→ REQUIRED ACTIONS:
a: List every person mentioned by name in the lead paint lawsuit article.
b: Answer these questions from the lead paint lawsuit article:
(i) In what year was the California appeals court opinion that reinstated the case issued?
(ii) In what city was the 1937 gathering of the paint companies' staff doctors held?
(iii) What estimate of the total damages does a court filing give?
c: Write the next few paragraphs of the lead paint lawsuit article, picking up after its final sentence.

(PROVIDED TEXT)

The cities and counties, including San Diego, Los Angeles County and San Francisco, are aiming to break the companies’ streak of victories in similar suits in seven different states. The California plaintiffs’ suit relies on a 2006 California appeals court opinion that reinstated the case.
Joe Cotchett, a lawyer for the cities and counties, told the judge he had met the “substantial and reasonable” standard of proof of lead poisoning to children required for the case to go forward.
Cotchett told the judge that the key document proving his case came from a 1937 Chicago gathering of staff doctors for each of the paint companies titled “Lead Poisoning, Report of Conference Physicians and Surgeons of Member Companies.” Physicians attending the conference were told not to tell anyone about it, and not to take notes, Cotchett told the judge.
“They knew in the 1930s that lead poisoning of children was happening and they tried to conceal it,” Cotchett said in an interview.
Tony Dias, a lawyer for Sherwin-Williams, said in an interview that the document from the 1937 conference concerns the occupational risks of working with lead, and that it has “nothing to do with lead paint.”
Cotchett’s emphasis on the document “shows how little if any evidence they have concerning the knowledge of risks in lead paint in the early half of the last century,” Dias said.
At the start of trial in July, Owen Clements, the chief of special litigation for the San Francisco City Attorney’s Office, said in an interview that the counties can’t recoup money they’ve spent over decades on lead-abatement programs.
The lawsuit seeks more than $1 billion for remediation, according to a court exhibit. The total damages figure isn’t final, as it depends on what remediation, if any, is required, and who does it. One estimate, according to a court filing, is more than $2.4 billion.
At the conclusion of today’s hearing, Kleinberg told both sides that “it’s never too late to settle -- never.” Commenting that many of the lawyers in the room had probably spent much of their careers involved in lead paint cases, he said: “What a legacy it would be to actually bring an end in any productive way to this litigation,” he added. “That would truly be a valuable legacy.”

(End PROVIDED TEXT)
(SUPPLIED ENTRIES)

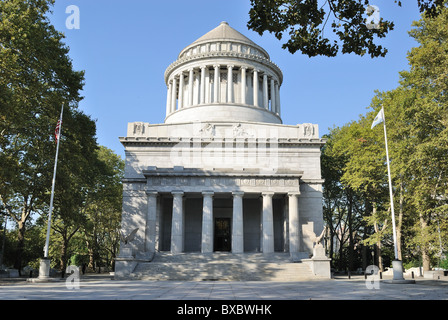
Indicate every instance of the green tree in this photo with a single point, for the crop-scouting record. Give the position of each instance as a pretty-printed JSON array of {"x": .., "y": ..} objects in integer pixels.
[
  {"x": 103, "y": 209},
  {"x": 305, "y": 21},
  {"x": 426, "y": 122},
  {"x": 36, "y": 78}
]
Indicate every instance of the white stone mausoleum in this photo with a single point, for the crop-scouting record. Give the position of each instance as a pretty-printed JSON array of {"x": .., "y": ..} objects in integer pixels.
[{"x": 222, "y": 177}]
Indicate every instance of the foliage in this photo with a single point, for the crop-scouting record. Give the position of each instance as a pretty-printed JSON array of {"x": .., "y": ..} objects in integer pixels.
[
  {"x": 37, "y": 78},
  {"x": 305, "y": 22},
  {"x": 416, "y": 114}
]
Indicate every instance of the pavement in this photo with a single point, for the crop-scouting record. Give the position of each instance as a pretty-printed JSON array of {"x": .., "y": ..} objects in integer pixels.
[{"x": 103, "y": 287}]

(End SUPPLIED ENTRIES)

→ WRITTEN RESPONSES:
a: Joe Cotchett, Tony Dias, Owen Clements, Kleinberg

b:
(i) 2006
(ii) Chicago
(iii) More than $2.4 billion

c:
The defendants argue that each of them have their “own unique facts” and are represented by different lawyers. Sherwin-Williams said in a court filing that the appeals court ruling allowed the case to go forward only as an effort to block future harm, and that the cities and counties “cannot recover money damages or a fund to cover costs of abatement.”
The cities and counties have failed to link the public nuisance of lead paint with its wrongful promotion by Sherwin-Williams, the company claimed in a court filing.
“The alleged wrongful conduct must be connected to the alleged harm today,” a standard which the cities and counties “failed to meet,” Sherwin-Williams said in the filing.
The companies have argued that decisions in states including New York, New Jersey and Wisconsin demonstrate that the California public-nuisance suit is without merit.
In a 2006 opinion, state appeals-court Judge Nathan Mihara said that the plaintiffs alleged that the companies’ “misrepresentations about the dangers of low-level lead exposure” caused government entities “to fail to make timely efforts to prevent and treat” the problem.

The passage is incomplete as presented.